Sesat Pikir Kontraterorisme
Moh Rozaq Asyhari ; Mahasiswa Program Doktor Universitas Indonesia,
Staf Ahli Anggota Komisi III DPR
|
REPUBLIKA,
11 September 2012
Penanganan
terorisme dilakukan dengan dua fungsi besar, yaitu upaya penindakan dan
pencegarah. Penindakan adalah proses penghukuman terhadap pelaku tindak pidana
terorisme yang dilakukan setelah terjadinya tindak pidana tersebut atau ex post factum. Sedangkan pencegahan
adalah menutup atau tidak menciptakan kesempatan dilakukannya tindak pidana
terorisme, oleh karenanya preventive measures dilakukan sebelum tindak pidana
terorisme terjadi.
Penindakan
yang dilakukan oleh Densus 88 telah mengantarkan ratusan tersangka teroris ke
persidangan, beberapa terpidana di antaranya telah dieksekusi mati setelah
menerima vonis yang kracht van gewijsde.

Bahan Terkumpul:
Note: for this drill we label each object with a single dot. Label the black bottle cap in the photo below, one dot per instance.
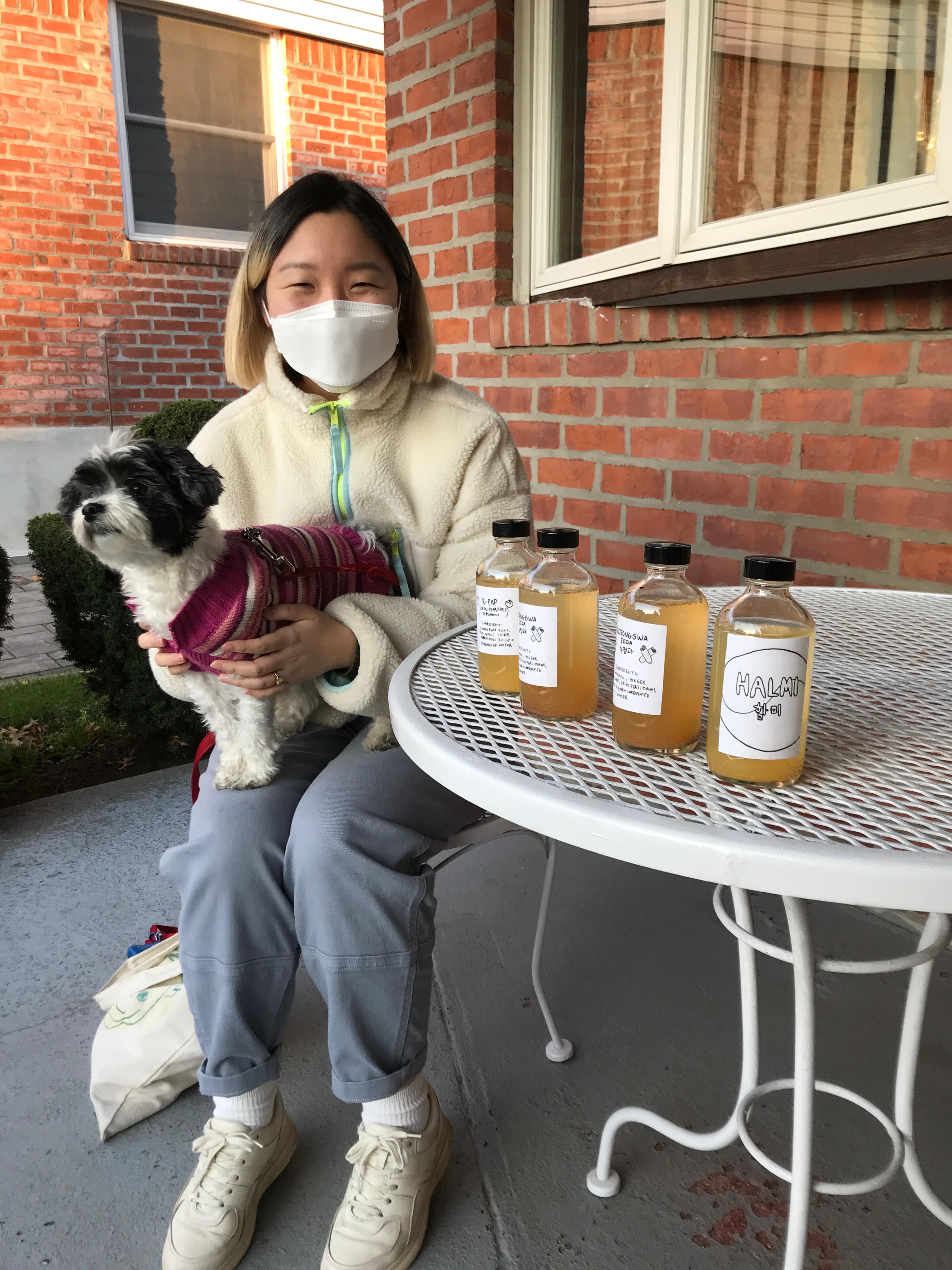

Yang Dibutuhkan:
Jawab pertanyaan berikut berdasarkan teks tentang kontraterorisme:
1. Kapan penindakan dilakukan?
2. Kapan preventive measures dilakukan?
3. Siapa yang telah mengantarkan ratusan tersangka teroris ke persidangan?
Daftar di atas tidak berperan apa pun dalam hal ini.

Jawaban:
1. Setelah terjadinya tindak pidana terorisme (ex post factum).
2. Sebelum tindak pidana terorisme terjadi.
3. Densus 88.